---------- Records shown
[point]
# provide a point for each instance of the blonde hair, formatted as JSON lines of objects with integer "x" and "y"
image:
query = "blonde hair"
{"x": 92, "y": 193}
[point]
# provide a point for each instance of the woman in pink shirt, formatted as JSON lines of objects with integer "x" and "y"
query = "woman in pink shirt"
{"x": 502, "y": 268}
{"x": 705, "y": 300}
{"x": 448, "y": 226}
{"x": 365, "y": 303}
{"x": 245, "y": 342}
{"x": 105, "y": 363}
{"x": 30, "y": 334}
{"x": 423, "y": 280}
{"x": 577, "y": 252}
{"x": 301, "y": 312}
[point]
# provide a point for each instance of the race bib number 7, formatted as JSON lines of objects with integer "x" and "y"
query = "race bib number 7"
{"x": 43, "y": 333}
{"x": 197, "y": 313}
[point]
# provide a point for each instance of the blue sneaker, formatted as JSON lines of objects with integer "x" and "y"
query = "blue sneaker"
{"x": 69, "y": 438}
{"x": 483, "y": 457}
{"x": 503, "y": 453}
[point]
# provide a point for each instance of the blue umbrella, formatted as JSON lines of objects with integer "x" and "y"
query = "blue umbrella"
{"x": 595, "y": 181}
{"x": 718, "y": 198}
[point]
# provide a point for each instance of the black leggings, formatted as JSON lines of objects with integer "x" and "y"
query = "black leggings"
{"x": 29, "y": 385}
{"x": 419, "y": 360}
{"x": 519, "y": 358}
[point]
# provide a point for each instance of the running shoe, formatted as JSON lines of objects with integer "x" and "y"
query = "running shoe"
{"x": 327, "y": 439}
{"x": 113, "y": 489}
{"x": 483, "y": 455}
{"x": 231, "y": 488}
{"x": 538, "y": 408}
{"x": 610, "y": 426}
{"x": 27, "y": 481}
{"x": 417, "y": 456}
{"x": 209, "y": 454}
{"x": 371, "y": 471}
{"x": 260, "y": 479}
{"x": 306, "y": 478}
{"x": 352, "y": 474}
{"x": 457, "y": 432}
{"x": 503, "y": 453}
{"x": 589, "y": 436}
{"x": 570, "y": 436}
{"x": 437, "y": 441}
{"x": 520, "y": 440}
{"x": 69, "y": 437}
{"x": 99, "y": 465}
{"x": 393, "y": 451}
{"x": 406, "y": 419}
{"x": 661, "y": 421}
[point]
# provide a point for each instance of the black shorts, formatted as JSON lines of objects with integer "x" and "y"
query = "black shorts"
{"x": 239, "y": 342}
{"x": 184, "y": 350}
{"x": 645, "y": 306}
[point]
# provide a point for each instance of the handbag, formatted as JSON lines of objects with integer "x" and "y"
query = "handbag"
--------------------
→ **Aim**: Output the whole listing above again, word for word.

→ **Output below**:
[point]
# provide a point for each instance of the blonde hair, formatted as JSON lines of objects with integer "x" and "y"
image:
query = "blonde hair"
{"x": 92, "y": 193}
[point]
# provide a point for each instance of the woman in pink shirt, formatted as JSON lines of objects with integer "x" and "y"
query = "woman in pink shirt"
{"x": 502, "y": 268}
{"x": 705, "y": 300}
{"x": 448, "y": 226}
{"x": 365, "y": 303}
{"x": 245, "y": 342}
{"x": 105, "y": 363}
{"x": 30, "y": 334}
{"x": 423, "y": 280}
{"x": 577, "y": 252}
{"x": 301, "y": 312}
[point]
# provide a point for each instance of the race bib number 7, formatted as JSON lines of objects with integer "x" and "y"
query = "race bib number 7"
{"x": 43, "y": 333}
{"x": 197, "y": 313}
[point]
# provide a point for each instance of the blue sneaker, formatted as JSON lines of objects with integer "x" and "y"
query = "blue sneaker"
{"x": 69, "y": 438}
{"x": 483, "y": 457}
{"x": 503, "y": 453}
[point]
# provide a point for each instance of the blue umbrella, formatted as JSON lines of objects with integer "x" and "y"
query = "blue umbrella"
{"x": 595, "y": 181}
{"x": 718, "y": 198}
[point]
# provide a point for each instance of the black leggings, formatted as JSON lines of objects with integer "x" and "y"
query = "black leggings"
{"x": 29, "y": 385}
{"x": 419, "y": 360}
{"x": 519, "y": 358}
[point]
# provide a point for each instance of the running shoe, formatted as JSON lines of objects with integer "x" and "y"
query = "running shoe"
{"x": 327, "y": 439}
{"x": 113, "y": 489}
{"x": 483, "y": 455}
{"x": 231, "y": 488}
{"x": 538, "y": 408}
{"x": 610, "y": 426}
{"x": 27, "y": 481}
{"x": 417, "y": 456}
{"x": 209, "y": 454}
{"x": 371, "y": 471}
{"x": 260, "y": 479}
{"x": 306, "y": 478}
{"x": 352, "y": 474}
{"x": 457, "y": 432}
{"x": 503, "y": 453}
{"x": 589, "y": 436}
{"x": 570, "y": 436}
{"x": 437, "y": 441}
{"x": 520, "y": 440}
{"x": 69, "y": 437}
{"x": 99, "y": 465}
{"x": 393, "y": 451}
{"x": 406, "y": 419}
{"x": 661, "y": 421}
[point]
# provide a point for each instance of the black shorts, formatted as JSON lines of objects with integer "x" and "y"
query = "black shorts"
{"x": 239, "y": 342}
{"x": 184, "y": 350}
{"x": 645, "y": 306}
[point]
# provide a point for each instance of the handbag, formatted as JSON lines of objects with integer "x" and "y"
query = "handbag"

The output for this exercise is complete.